To faktycznie trafiła Ci się Samson dobra korelacja `stopa-skarpeta-but` tak bywa, lecz nadal nie odkryłem zasady na pewno but wygodny, dobra podeszwa(sic!), skarpeta na pewno gruba (pot musi wsiąkać), no i gruba się tak nie roluje - jedna z przyczyn obcierów... czyste stopy ... tak myślę :D
W pobliżu dwa - świadome dwa, bo ile razy w trawie albo w borówkach obok była jakaś to kto to wie :) Więc zdecydowanie wolę chodzić w butach.
Jak widzisz nie tak łatwo narazić się na ukąszenie. Nie traktowałbym w związku z tym chodzenia boso jako sportu ekstremalnego.
No ale oczywiście każdy ma swoje preferencje.

#####

Krótkie zadanie A:
Sprawdź, czy stwierdzenia (i)–(iii) są zgodne z tekstem o butach i chodzeniu boso. Przy każdym podaj „tak” lub „nie” oraz dokładny cytat, który o tym rozstrzyga.
(i) Według tekstu skarpeta powinna być cienka.
(ii) Tekst nie uznaje chodzenia boso za sport ekstremalny.
(iii) W tekście pada zdecydowana deklaracja, że lepiej chodzić boso niż w butach.
Krótkie zadanie B:
Odpowiedz krótko na pytania do tekstu o butach i chodzeniu boso.
(i) Jakie dwa powody podaje tekst za grubą skarpetą?
(ii) Co zamyka wyliczenie warunków w pierwszym akapicie tekstu?
(iii) Co tekst stwierdza na końcu o preferencjach?
Krótkie zadanie C:
Poprowadź dalej tekst o butach, skarpetach i chodzeniu boso, zaczynając od miejsca, w którym się kończy.

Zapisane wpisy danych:
#####

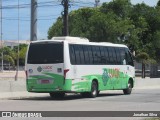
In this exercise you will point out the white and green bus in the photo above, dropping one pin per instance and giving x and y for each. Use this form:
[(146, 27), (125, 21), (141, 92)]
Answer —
[(75, 65)]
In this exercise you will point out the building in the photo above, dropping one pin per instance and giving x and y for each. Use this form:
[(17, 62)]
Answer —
[(13, 43)]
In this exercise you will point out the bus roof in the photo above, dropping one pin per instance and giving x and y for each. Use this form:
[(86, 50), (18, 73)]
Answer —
[(79, 40)]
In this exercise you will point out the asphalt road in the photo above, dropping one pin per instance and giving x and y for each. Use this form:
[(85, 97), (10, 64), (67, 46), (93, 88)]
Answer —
[(139, 100)]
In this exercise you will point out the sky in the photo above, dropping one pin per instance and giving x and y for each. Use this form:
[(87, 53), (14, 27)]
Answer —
[(47, 13)]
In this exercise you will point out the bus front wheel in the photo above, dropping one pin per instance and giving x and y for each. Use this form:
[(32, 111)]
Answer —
[(128, 90)]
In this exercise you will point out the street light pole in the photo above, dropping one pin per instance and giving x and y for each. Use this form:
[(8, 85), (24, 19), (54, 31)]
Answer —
[(33, 33), (1, 37), (16, 76)]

#####

Odpowiedź do zadania A:
(i) Nie: „skarpeta na pewno gruba (pot musi wsiąkać)”.
(ii) Tak: „Nie traktowałbym w związku z tym chodzenia boso jako sportu ekstremalnego.”
(iii) Nie: „Więc zdecydowanie wolę chodzić w butach.”

Odpowiedź do zadania B:
(i) Pot musi wsiąkać, a gruba skarpeta tak się nie roluje.
(ii) Czyste stopy.
(iii) Każdy ma swoje preferencje.

Odpowiedź do zadania C:
Też wolę buty, choć nie z powodu żmij.
hmm, jak ktoś chodzi boso, to tym bardziej patrzy pod nogi, więc paradoksalnie jest mniej narażony na ukąszenie, bo żmija nie nadepnięta zasadniczo nie atakuje. A sam kiedyś, dziecięciem będąc, ganiałem boso nad Osławą i nadepnąłem nawet na żmije, skończyło się tylko na obopólnym strachu - żmija uciekła w jedną stronę, ja w drugą, a sytuacji gdy stąpnąłem blisko żmii było kilka i żmije zawsze uciekały.
ja chodziłem ostatnio boso po mokrej łące w połowie sierpnia, powietrze nie było nagrzane, żmij pewnie w tej trawie nie było, bo było w ogóle dość chłodno, a one na skałach i piachu się wygrzewają bądź jakiś wrzosowiskach mniemam... buty buty buty, choć przyjemnie jest boso pochodzić, nie powiem :)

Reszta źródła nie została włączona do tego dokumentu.